#### WORK INSTRUCTIONS
Copy every item below word for word, leaving out the pictures.
***
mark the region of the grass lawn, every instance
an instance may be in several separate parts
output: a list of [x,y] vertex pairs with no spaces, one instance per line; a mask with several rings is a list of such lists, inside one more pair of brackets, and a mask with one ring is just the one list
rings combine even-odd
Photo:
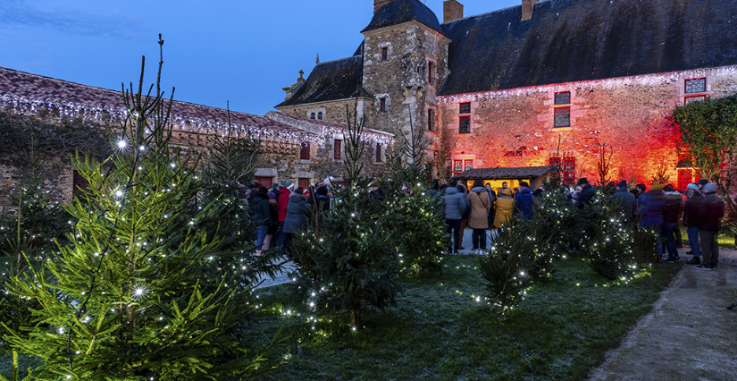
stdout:
[[[476,301],[484,290],[476,267],[475,256],[453,256],[442,276],[405,279],[398,307],[364,317],[356,332],[341,318],[313,330],[306,316],[280,314],[298,305],[289,284],[258,290],[264,313],[255,340],[280,327],[289,336],[280,368],[264,379],[581,380],[650,310],[681,265],[654,265],[650,276],[604,286],[582,259],[560,260],[507,319]],[[10,365],[0,354],[0,375],[10,377]]]
[[[398,307],[353,332],[336,318],[313,330],[307,317],[263,317],[256,327],[289,335],[273,380],[581,380],[651,309],[681,265],[607,282],[577,258],[561,260],[507,319],[482,309],[474,256],[454,256],[442,276],[406,279]],[[264,309],[294,310],[289,285],[259,291]]]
***
#### OUTPUT
mark the region of the grass lawn, every instance
an instance may be in several separate parts
output: a list of [x,y] vertex pairs with no spaces, one instance per line; a mask with several rings is a list of such lists, inside one more pair of brackets, and a mask with one ring is just the one list
rings combine even-odd
Photo:
stdout:
[[[476,301],[484,290],[476,267],[475,256],[453,256],[442,276],[405,279],[398,307],[364,317],[356,332],[341,318],[313,330],[306,316],[280,314],[298,305],[289,284],[258,290],[264,313],[255,340],[280,327],[289,336],[280,368],[264,379],[581,380],[650,310],[681,265],[654,265],[650,276],[604,286],[582,259],[560,260],[507,319]],[[10,365],[0,354],[0,375],[10,377]]]
[[[398,307],[353,332],[336,318],[313,330],[307,317],[263,317],[256,327],[289,335],[273,380],[581,380],[651,309],[681,265],[607,282],[577,258],[561,260],[507,319],[482,309],[474,256],[454,256],[442,276],[406,279]],[[264,309],[294,310],[289,285],[259,291]]]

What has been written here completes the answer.